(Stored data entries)
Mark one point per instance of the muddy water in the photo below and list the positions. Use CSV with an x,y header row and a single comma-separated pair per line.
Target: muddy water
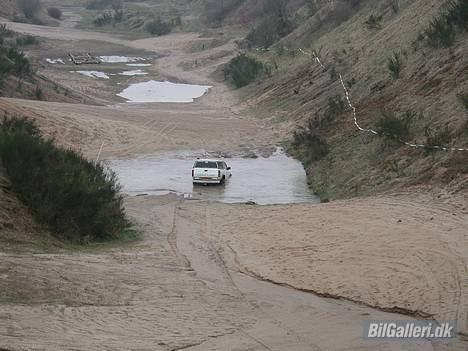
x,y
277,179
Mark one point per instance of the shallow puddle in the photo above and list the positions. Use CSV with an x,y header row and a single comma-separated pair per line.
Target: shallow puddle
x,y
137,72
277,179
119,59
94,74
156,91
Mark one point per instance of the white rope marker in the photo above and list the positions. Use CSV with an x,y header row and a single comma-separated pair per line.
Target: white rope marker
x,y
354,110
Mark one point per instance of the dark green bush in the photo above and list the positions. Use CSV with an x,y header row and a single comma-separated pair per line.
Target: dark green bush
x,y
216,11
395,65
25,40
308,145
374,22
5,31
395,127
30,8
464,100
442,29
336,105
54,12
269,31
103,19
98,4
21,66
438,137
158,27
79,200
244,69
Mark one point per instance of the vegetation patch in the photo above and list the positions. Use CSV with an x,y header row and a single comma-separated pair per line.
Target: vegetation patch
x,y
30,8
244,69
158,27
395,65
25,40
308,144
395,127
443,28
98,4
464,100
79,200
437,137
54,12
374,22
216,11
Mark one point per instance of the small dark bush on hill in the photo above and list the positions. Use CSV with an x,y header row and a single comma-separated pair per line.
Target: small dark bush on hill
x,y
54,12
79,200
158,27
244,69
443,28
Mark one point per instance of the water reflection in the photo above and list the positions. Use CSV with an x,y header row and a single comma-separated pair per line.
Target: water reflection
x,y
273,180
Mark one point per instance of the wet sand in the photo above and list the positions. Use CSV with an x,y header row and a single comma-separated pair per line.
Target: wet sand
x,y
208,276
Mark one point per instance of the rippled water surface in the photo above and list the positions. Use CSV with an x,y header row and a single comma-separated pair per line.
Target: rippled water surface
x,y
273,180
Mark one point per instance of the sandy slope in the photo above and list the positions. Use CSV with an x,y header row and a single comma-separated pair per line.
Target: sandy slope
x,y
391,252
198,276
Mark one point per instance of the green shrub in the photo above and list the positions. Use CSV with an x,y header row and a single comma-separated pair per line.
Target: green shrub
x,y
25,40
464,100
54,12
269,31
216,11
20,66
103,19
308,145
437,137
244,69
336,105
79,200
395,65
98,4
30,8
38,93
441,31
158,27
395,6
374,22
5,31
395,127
* * *
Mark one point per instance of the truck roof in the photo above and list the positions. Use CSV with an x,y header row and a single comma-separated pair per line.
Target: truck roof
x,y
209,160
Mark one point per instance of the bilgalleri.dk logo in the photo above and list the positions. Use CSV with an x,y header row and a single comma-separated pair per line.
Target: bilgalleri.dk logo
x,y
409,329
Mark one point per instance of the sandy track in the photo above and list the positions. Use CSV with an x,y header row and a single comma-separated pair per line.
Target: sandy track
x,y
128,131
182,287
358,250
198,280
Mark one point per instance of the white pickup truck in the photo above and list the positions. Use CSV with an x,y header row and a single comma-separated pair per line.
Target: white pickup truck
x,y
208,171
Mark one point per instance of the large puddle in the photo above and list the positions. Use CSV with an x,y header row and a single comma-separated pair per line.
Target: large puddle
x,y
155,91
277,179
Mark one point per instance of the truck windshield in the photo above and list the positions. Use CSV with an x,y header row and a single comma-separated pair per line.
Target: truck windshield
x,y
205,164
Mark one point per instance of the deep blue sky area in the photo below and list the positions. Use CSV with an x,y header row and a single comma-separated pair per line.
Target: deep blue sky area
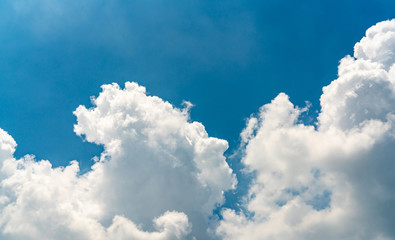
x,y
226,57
...
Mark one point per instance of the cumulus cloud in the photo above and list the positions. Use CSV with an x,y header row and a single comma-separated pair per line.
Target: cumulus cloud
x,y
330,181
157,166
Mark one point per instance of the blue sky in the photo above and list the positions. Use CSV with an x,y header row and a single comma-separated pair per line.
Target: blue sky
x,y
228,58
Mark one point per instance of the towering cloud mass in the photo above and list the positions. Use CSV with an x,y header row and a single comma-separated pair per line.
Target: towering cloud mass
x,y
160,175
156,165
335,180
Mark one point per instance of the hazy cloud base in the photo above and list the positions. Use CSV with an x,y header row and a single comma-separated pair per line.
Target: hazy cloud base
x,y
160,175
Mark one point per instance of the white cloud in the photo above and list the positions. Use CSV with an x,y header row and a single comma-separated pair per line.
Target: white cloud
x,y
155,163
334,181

» **YOUR ASSIGNMENT**
Which lines above hold the string "below"? Please copy all of them.

» **EXPECTED ANSWER**
Mark one point per instance of the muddy water in the photo below and list the positions. Use CSV with an x,y header row and a single comma-separated pair per line.
Mark one point per instance of the deep blue sky area in the photo below and list the positions. Use CSV with an x,y header row and a single comma-separated pair per line.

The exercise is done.